● **Task objective**:
Copy everything from "We do some science" down to "in us humans)." in the school science passage below, changing "storeroom" to "supply closet".

Literally.  We do lots of experiments in grades 6-8 science. Girls love explosions as much as boys, it seems.  Here are two experiments with flashes.

As an 8-year-old boy, Lou Ellen and Vince’s son, David, now an LCA Board member, bought a huge electrical capacitor with money he’s saved.  He left it in our care.  Now that’s an opportunity to release some energy!  Vince involved the students in designing an experiment to charge the capacitor to 30 VDC and discharge it through a short length of 30-gauge copper wire.  We calculated the energy needed to melt that mass of wire, and we calculated the wire gauge of low-resistance connectors that ensured that the energy got deposited mostly in the thin wire.  We used our school’s venerable 1000 frames-per-second camera to capture  the event.

Vince brought the students into balancing chemical reactions and then into the interesting energetic reactions of alkali metals with water.  He obtained 20 grams of pure sodium metal.  We cut, cleaned, and weighed small samples, on the order of tens of mg.  We put them into a beaker with water at a set temperature and timed how long they took to fizz their way away, becoming lye (NaOH) and hydrogen gas.  We examined the hypothesis that there was a simple relation between duration and mass.  The next step was to see how much faster the reaction was with warm water.  Well, at 50 degrees Celsius, it was explosive.  Students in a nearby classroom jumped up to see the repetition!  We then did the experiment outdoors for all to see:

We do some science without physical flashes, rather, with flashes of insight.  Two students in science 6-8 found a preserved cow’s eye in our science storeroom.  They asked our Head of School and teacher of science 1-2 and 3-5, Dr. Lou Ellen Kay, if they could dissect it.  She agreed to lead the dissection, provided that the students learn a great deal about the eye’s structure and function (much the same in the cow as in us humans).

● **Source information**:
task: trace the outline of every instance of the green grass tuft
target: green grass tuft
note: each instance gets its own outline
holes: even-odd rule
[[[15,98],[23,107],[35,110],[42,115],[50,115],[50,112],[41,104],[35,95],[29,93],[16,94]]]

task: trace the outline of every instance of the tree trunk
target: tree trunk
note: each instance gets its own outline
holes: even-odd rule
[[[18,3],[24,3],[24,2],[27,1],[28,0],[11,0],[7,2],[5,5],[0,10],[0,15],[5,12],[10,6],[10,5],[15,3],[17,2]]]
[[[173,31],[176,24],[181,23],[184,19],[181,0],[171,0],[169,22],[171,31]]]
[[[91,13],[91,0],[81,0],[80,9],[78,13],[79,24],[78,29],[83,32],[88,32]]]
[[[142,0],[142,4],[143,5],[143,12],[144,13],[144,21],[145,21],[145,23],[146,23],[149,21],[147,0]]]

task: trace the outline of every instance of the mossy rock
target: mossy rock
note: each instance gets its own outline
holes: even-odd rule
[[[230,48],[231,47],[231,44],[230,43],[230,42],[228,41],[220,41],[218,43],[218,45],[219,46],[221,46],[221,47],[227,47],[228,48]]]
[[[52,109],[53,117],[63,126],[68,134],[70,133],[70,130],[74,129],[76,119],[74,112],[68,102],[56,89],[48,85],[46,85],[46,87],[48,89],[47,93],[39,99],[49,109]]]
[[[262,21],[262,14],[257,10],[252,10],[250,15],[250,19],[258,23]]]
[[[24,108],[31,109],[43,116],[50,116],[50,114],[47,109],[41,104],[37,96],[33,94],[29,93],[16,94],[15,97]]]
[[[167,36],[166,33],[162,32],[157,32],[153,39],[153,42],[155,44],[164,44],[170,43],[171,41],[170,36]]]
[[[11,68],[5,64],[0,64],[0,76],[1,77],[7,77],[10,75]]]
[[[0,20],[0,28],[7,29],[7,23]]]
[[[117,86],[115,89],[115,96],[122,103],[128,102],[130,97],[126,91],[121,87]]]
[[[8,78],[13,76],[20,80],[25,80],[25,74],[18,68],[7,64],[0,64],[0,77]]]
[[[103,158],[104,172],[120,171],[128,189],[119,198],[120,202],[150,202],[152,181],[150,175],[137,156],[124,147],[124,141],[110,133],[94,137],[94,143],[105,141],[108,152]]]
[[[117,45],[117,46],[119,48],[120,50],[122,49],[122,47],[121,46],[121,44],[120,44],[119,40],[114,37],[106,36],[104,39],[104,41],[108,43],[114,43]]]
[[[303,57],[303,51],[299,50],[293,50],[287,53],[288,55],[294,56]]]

● **Written solution**:
We do some science without physical flashes, rather, with flashes of insight.  Two students in science 6-8 found a preserved cow’s eye in our science supply closet.  They asked our Head of School and teacher of science 1-2 and 3-5, Dr. Lou Ellen Kay, if they could dissect it.  She agreed to lead the dissection, provided that the students learn a great deal about the eye’s structure and function (much the same in the cow as in us humans).